Source records:
• • •

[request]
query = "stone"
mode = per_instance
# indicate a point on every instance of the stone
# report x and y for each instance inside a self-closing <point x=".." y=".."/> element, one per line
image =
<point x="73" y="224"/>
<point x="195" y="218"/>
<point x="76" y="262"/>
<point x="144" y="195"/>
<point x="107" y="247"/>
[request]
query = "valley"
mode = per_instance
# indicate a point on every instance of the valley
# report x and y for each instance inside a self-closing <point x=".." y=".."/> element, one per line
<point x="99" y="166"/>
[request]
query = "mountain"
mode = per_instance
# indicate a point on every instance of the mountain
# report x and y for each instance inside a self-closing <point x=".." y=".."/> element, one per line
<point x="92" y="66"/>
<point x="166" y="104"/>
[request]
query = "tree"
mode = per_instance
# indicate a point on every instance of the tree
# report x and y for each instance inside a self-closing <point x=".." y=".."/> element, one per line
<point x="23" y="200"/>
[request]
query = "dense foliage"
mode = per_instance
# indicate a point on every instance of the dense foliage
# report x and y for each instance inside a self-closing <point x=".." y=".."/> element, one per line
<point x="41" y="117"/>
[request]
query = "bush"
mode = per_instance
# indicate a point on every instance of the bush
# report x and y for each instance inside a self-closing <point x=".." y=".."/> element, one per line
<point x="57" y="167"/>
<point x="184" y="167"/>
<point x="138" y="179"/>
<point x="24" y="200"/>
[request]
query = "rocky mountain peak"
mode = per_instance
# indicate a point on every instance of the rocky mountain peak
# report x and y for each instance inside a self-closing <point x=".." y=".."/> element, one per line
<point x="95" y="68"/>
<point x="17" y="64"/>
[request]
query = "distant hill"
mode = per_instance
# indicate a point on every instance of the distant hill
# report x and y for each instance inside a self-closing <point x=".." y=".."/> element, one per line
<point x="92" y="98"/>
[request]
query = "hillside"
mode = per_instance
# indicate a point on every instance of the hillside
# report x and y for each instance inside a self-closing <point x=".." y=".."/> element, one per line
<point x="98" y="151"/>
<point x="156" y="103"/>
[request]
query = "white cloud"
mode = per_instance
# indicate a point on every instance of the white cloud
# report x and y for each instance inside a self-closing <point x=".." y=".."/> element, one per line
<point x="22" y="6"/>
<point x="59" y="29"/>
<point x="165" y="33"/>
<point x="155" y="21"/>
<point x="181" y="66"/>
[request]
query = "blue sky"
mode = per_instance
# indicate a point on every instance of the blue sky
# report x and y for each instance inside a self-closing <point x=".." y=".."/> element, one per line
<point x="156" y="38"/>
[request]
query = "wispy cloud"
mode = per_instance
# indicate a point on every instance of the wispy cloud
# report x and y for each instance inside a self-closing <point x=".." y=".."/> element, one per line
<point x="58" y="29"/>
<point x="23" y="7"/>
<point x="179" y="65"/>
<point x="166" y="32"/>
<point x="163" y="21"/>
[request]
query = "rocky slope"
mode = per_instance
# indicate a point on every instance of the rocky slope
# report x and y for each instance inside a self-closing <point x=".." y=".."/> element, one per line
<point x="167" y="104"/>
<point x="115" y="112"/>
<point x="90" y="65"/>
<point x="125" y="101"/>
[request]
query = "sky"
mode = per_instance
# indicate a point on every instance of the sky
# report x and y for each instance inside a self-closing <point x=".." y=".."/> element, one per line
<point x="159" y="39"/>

• • •

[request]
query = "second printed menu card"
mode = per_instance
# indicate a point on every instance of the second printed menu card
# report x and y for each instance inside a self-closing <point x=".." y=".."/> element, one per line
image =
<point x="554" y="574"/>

• • •

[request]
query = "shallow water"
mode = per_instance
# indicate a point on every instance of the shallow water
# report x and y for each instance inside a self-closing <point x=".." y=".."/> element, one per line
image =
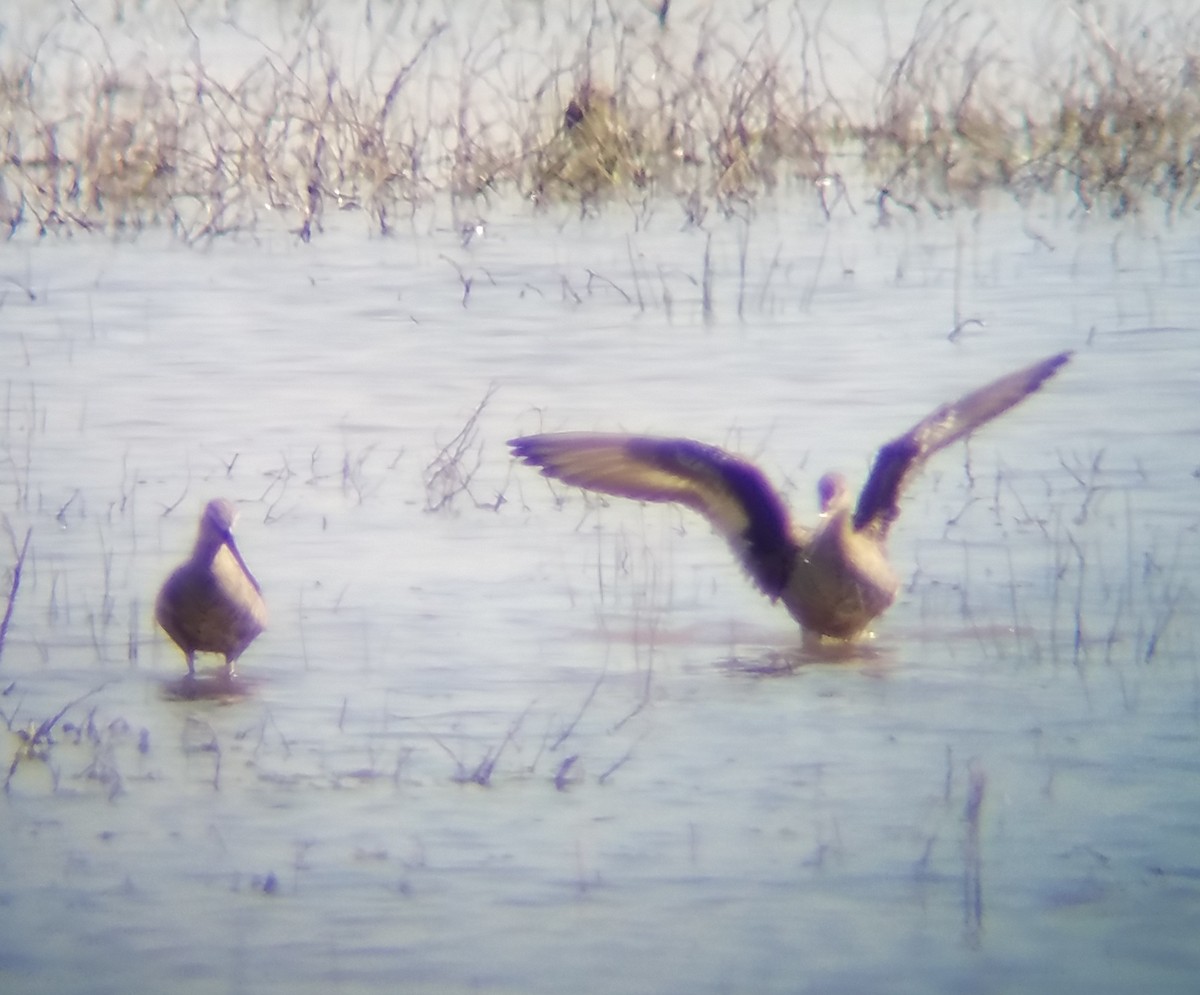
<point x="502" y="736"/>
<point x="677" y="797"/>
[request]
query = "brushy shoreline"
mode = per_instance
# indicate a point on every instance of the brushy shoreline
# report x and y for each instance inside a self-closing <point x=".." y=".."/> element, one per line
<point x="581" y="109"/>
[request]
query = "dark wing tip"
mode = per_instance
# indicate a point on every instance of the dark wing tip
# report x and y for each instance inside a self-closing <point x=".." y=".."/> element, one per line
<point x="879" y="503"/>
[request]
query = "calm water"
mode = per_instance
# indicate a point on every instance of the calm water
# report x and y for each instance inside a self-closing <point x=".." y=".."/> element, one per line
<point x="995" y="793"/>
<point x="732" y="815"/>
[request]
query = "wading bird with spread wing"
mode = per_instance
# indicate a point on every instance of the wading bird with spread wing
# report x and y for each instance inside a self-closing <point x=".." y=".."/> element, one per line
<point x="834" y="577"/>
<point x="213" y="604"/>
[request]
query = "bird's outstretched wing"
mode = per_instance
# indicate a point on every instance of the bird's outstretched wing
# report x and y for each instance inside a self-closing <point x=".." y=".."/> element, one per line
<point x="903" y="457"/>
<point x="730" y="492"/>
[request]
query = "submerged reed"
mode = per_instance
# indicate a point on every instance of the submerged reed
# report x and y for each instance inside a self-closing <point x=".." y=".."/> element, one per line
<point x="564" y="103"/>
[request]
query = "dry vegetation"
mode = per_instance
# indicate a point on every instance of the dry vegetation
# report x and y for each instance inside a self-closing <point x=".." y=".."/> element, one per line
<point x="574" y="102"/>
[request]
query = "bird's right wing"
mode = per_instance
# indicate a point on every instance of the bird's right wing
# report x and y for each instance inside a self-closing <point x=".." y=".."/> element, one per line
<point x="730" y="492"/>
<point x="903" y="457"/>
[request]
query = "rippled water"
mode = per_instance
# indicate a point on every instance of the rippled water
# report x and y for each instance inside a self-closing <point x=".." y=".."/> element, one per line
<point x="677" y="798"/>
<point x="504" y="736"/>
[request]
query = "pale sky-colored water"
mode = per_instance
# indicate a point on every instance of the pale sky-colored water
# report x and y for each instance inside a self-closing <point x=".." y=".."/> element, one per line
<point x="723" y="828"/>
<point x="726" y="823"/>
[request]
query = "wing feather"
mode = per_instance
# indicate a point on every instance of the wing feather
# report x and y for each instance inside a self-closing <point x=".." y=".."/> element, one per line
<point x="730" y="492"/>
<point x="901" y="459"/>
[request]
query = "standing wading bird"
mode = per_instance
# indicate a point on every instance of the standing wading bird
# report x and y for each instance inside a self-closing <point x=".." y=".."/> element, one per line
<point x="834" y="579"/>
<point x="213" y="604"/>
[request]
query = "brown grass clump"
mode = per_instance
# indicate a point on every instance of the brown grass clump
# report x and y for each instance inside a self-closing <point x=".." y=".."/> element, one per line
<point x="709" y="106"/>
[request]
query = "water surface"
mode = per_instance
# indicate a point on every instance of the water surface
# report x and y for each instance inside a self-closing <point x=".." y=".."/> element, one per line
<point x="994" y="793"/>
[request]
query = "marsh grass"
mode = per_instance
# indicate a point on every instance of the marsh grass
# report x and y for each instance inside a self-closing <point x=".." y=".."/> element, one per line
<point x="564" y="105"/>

• • •

Report how many lines of the records contain the string "wispy", counting only matches in the same case. Give only the number.

Exercise result: 2